● **Objective**
Copy out, unchanged, the entries below from the "shop window in this photo." line to the final line. Omit pictures.

● **Working data**
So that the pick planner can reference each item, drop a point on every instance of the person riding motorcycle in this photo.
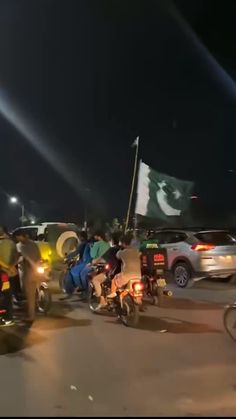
(114, 266)
(73, 279)
(81, 247)
(97, 251)
(130, 265)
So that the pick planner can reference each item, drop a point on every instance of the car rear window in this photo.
(219, 238)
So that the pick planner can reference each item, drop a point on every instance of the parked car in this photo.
(193, 255)
(54, 239)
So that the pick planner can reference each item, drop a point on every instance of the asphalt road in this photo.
(74, 363)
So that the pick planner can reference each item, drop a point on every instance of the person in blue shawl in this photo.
(73, 278)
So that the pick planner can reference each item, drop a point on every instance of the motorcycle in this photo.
(125, 305)
(43, 293)
(229, 320)
(68, 264)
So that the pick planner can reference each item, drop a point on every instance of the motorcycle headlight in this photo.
(40, 270)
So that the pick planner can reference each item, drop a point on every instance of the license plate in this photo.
(161, 283)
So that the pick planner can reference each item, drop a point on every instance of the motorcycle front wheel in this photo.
(230, 321)
(43, 300)
(93, 301)
(129, 314)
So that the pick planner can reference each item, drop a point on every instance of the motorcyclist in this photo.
(8, 260)
(97, 251)
(150, 242)
(130, 265)
(73, 279)
(81, 247)
(114, 267)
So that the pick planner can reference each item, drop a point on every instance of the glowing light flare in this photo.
(11, 112)
(214, 68)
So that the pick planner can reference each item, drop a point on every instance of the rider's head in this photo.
(3, 232)
(126, 240)
(83, 236)
(99, 235)
(21, 236)
(115, 238)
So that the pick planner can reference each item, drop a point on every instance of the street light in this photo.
(14, 200)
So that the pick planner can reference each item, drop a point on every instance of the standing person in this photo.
(30, 257)
(8, 260)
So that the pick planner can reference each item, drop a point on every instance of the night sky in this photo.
(91, 75)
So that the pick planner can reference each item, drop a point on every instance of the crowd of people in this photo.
(120, 253)
(19, 257)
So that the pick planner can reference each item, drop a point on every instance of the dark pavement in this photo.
(74, 363)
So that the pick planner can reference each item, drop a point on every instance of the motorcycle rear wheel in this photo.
(229, 320)
(43, 300)
(93, 301)
(130, 312)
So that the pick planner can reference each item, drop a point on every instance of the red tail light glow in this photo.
(138, 287)
(202, 247)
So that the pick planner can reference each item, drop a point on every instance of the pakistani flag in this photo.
(161, 196)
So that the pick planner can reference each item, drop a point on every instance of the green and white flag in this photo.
(161, 196)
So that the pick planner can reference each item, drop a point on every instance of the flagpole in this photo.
(133, 183)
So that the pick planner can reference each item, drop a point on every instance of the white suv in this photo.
(193, 255)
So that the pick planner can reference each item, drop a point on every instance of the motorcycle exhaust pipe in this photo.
(167, 293)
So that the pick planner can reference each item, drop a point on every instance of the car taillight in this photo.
(138, 287)
(40, 270)
(202, 247)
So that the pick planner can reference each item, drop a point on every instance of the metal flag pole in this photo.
(135, 144)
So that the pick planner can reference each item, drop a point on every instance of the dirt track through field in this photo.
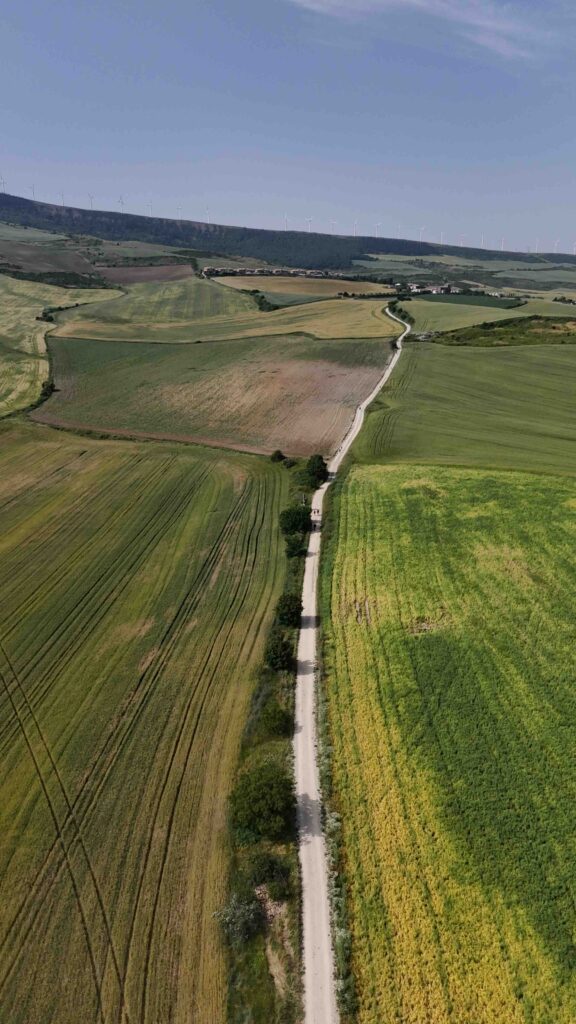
(318, 956)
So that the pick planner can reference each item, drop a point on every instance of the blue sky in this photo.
(432, 116)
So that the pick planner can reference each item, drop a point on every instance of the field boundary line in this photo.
(318, 953)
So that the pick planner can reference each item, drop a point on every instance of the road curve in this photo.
(318, 958)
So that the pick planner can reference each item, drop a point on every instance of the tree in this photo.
(262, 803)
(269, 869)
(289, 610)
(241, 918)
(276, 720)
(294, 519)
(279, 651)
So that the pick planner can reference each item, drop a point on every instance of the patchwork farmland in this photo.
(449, 608)
(24, 361)
(136, 583)
(288, 379)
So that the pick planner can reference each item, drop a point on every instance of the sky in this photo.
(448, 120)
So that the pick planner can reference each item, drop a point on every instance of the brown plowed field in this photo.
(144, 274)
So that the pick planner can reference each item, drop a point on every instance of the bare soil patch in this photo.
(145, 274)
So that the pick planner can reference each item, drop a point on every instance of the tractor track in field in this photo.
(87, 621)
(57, 824)
(105, 760)
(318, 956)
(250, 544)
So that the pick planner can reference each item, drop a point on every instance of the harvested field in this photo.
(136, 583)
(452, 717)
(146, 274)
(135, 318)
(323, 287)
(258, 394)
(150, 308)
(24, 363)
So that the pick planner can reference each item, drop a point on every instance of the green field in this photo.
(198, 310)
(260, 393)
(448, 608)
(505, 408)
(433, 314)
(163, 302)
(24, 363)
(136, 584)
(530, 331)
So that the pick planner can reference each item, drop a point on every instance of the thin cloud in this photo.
(502, 28)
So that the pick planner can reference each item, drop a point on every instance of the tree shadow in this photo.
(309, 817)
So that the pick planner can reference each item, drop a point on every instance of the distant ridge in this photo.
(300, 249)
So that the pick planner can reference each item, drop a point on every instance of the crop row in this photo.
(452, 716)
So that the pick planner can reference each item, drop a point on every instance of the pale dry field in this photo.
(325, 287)
(327, 320)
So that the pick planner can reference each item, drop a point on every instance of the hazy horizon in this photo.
(421, 116)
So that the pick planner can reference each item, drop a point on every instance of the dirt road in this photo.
(320, 995)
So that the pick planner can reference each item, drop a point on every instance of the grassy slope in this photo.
(24, 364)
(318, 287)
(196, 310)
(135, 586)
(164, 302)
(521, 332)
(447, 603)
(433, 315)
(288, 392)
(504, 408)
(453, 724)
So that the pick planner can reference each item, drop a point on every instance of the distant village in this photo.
(404, 288)
(266, 271)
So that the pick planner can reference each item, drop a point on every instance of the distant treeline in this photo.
(301, 249)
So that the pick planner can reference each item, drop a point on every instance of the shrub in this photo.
(279, 652)
(262, 803)
(294, 519)
(241, 918)
(266, 868)
(276, 720)
(289, 610)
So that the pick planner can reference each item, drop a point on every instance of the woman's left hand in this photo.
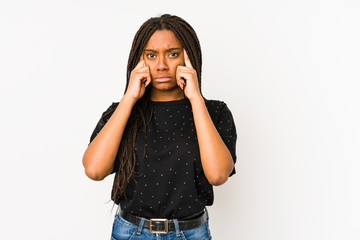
(187, 80)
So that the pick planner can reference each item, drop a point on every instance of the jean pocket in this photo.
(122, 229)
(199, 233)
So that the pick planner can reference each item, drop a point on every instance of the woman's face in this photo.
(163, 53)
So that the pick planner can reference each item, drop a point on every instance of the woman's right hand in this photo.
(140, 78)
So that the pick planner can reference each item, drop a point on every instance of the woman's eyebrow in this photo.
(167, 50)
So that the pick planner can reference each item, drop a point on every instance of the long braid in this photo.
(126, 155)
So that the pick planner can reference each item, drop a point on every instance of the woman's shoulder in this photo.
(217, 108)
(216, 105)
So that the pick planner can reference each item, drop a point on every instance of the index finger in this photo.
(187, 60)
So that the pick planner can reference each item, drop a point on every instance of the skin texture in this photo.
(166, 68)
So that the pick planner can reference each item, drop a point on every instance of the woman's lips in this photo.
(162, 79)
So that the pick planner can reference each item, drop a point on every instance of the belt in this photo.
(163, 225)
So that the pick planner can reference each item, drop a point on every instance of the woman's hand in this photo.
(139, 79)
(186, 78)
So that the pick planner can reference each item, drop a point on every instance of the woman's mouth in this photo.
(162, 79)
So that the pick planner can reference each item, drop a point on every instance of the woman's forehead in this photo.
(163, 39)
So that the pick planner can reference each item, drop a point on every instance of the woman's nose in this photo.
(162, 65)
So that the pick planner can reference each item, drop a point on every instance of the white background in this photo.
(288, 70)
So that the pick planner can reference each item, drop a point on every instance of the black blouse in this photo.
(171, 182)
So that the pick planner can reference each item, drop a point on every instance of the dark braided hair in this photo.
(126, 154)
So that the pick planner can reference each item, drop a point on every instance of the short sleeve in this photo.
(101, 123)
(227, 130)
(103, 120)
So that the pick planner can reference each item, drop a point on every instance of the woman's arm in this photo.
(100, 155)
(216, 158)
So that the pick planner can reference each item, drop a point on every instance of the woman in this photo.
(166, 143)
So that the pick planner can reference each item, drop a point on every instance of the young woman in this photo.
(167, 144)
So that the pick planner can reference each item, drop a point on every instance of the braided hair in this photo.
(126, 153)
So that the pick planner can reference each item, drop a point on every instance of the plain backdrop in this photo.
(288, 70)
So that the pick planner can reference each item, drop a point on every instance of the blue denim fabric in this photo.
(124, 230)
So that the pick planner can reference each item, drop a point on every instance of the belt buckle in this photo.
(158, 225)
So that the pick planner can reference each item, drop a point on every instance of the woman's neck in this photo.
(165, 96)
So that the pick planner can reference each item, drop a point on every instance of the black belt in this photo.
(163, 225)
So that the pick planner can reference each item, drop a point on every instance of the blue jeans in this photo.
(124, 230)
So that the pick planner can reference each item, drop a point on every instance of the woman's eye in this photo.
(151, 56)
(174, 54)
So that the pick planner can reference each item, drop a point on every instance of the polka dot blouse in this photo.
(171, 182)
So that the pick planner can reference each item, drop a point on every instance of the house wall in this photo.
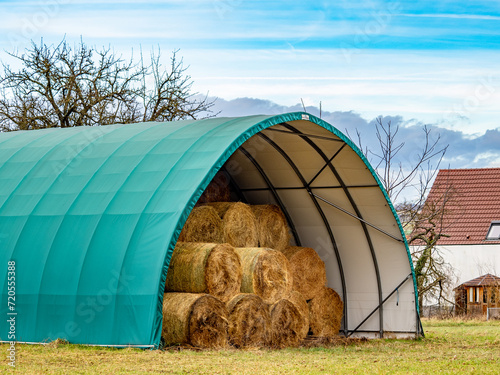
(468, 262)
(471, 261)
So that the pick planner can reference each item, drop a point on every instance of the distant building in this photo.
(475, 296)
(471, 222)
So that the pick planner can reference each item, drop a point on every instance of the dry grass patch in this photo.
(450, 347)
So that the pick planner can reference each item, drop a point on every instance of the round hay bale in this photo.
(285, 324)
(272, 228)
(308, 270)
(204, 268)
(202, 225)
(239, 226)
(218, 190)
(266, 272)
(325, 313)
(196, 319)
(249, 321)
(301, 304)
(220, 207)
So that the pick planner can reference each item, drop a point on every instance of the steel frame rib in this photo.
(358, 213)
(380, 305)
(323, 217)
(274, 192)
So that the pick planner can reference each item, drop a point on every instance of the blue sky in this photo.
(433, 62)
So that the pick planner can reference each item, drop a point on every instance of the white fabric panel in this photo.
(353, 247)
(375, 210)
(351, 168)
(244, 172)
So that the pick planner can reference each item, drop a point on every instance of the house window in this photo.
(494, 231)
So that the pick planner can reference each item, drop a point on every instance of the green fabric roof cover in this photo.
(91, 215)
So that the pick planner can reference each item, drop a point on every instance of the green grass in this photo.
(450, 347)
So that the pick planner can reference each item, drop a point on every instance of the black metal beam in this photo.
(358, 218)
(275, 194)
(309, 135)
(323, 217)
(358, 213)
(314, 187)
(380, 304)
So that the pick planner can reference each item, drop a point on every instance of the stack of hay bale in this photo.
(233, 278)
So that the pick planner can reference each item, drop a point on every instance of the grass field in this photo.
(450, 347)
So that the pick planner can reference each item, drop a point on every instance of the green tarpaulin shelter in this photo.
(90, 216)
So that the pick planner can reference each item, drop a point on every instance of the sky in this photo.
(433, 63)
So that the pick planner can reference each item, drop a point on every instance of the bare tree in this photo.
(422, 219)
(58, 86)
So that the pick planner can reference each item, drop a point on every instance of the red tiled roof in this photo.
(474, 203)
(485, 280)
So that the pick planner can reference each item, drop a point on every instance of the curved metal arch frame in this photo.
(275, 194)
(358, 213)
(323, 217)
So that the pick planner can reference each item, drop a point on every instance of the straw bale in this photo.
(285, 324)
(301, 304)
(308, 270)
(272, 228)
(220, 207)
(218, 190)
(325, 313)
(266, 272)
(196, 319)
(239, 226)
(204, 268)
(249, 321)
(202, 225)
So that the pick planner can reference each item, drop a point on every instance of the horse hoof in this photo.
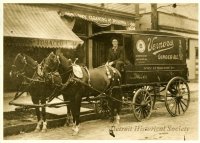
(75, 133)
(44, 130)
(73, 128)
(37, 130)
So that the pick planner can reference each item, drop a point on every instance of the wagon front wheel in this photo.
(142, 104)
(177, 96)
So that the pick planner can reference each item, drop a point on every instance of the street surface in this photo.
(160, 126)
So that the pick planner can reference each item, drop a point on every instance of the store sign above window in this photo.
(43, 43)
(101, 19)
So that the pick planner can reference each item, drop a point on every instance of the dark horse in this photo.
(28, 71)
(79, 82)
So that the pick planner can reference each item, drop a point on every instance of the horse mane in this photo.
(31, 60)
(64, 61)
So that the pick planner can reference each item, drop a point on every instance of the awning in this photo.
(37, 27)
(186, 35)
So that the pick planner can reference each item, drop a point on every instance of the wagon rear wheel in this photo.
(142, 104)
(102, 109)
(177, 96)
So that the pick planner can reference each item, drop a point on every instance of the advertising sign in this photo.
(152, 49)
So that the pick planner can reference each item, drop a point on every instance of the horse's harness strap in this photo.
(89, 80)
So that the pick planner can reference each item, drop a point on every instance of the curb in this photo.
(53, 123)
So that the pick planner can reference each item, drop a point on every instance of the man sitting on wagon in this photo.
(116, 56)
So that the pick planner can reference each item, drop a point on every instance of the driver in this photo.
(116, 56)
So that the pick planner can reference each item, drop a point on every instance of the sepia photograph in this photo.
(100, 71)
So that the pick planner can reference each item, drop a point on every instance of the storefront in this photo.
(88, 19)
(35, 31)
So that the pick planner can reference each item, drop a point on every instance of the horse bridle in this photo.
(21, 72)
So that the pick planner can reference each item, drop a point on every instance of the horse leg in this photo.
(73, 111)
(37, 110)
(78, 99)
(69, 115)
(44, 127)
(69, 119)
(40, 121)
(117, 115)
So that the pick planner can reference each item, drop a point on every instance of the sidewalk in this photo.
(87, 114)
(62, 110)
(27, 99)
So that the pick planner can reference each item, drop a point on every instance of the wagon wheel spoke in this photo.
(142, 104)
(179, 89)
(183, 103)
(178, 109)
(182, 107)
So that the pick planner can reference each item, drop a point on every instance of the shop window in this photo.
(119, 27)
(96, 28)
(187, 52)
(80, 27)
(197, 54)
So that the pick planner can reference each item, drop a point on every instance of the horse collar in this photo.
(77, 71)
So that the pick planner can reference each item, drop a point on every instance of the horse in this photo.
(80, 82)
(25, 69)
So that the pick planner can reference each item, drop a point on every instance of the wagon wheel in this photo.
(142, 104)
(102, 108)
(177, 96)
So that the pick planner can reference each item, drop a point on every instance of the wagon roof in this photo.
(133, 32)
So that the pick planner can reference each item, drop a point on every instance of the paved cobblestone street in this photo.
(160, 126)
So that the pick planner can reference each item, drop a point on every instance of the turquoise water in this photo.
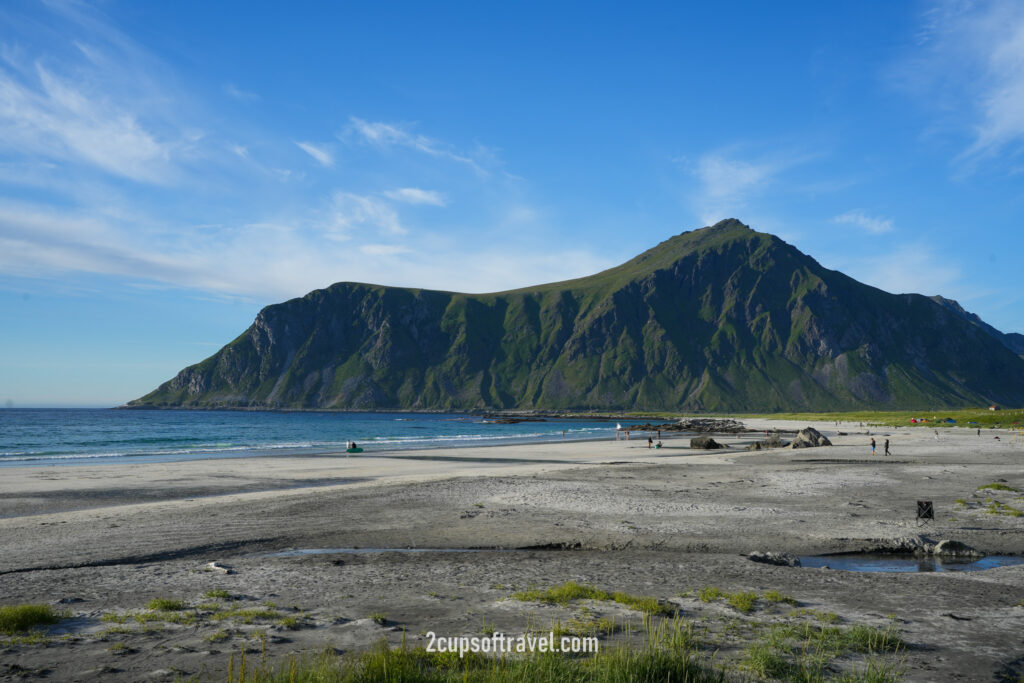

● **Answer in full**
So that the pick planner can reference each item, drop a point on every instance of the shop window in this photo.
(119, 27)
(96, 28)
(187, 52)
(80, 27)
(197, 54)
So that the pick planner can reference each item, drop a point on every instance of the horse collar in this photo.
(77, 71)
So that the pick planner can reference each item, drop a point on every instance of the horse in this photo.
(80, 82)
(25, 69)
So that the pick planner can reference each item, drop a point on every instance of the wagon wheel in this photo.
(142, 104)
(102, 108)
(177, 96)
So that the pick planner can reference each item, drop a point on every instance of the wagon roof in this photo.
(133, 32)
So that the pick planner can reference each item, drop a point on every instance of the paved cobblestone street in this photo.
(160, 126)
So that the pick planner can reference each item, drop a point on every instance of the turquoise water in this photo.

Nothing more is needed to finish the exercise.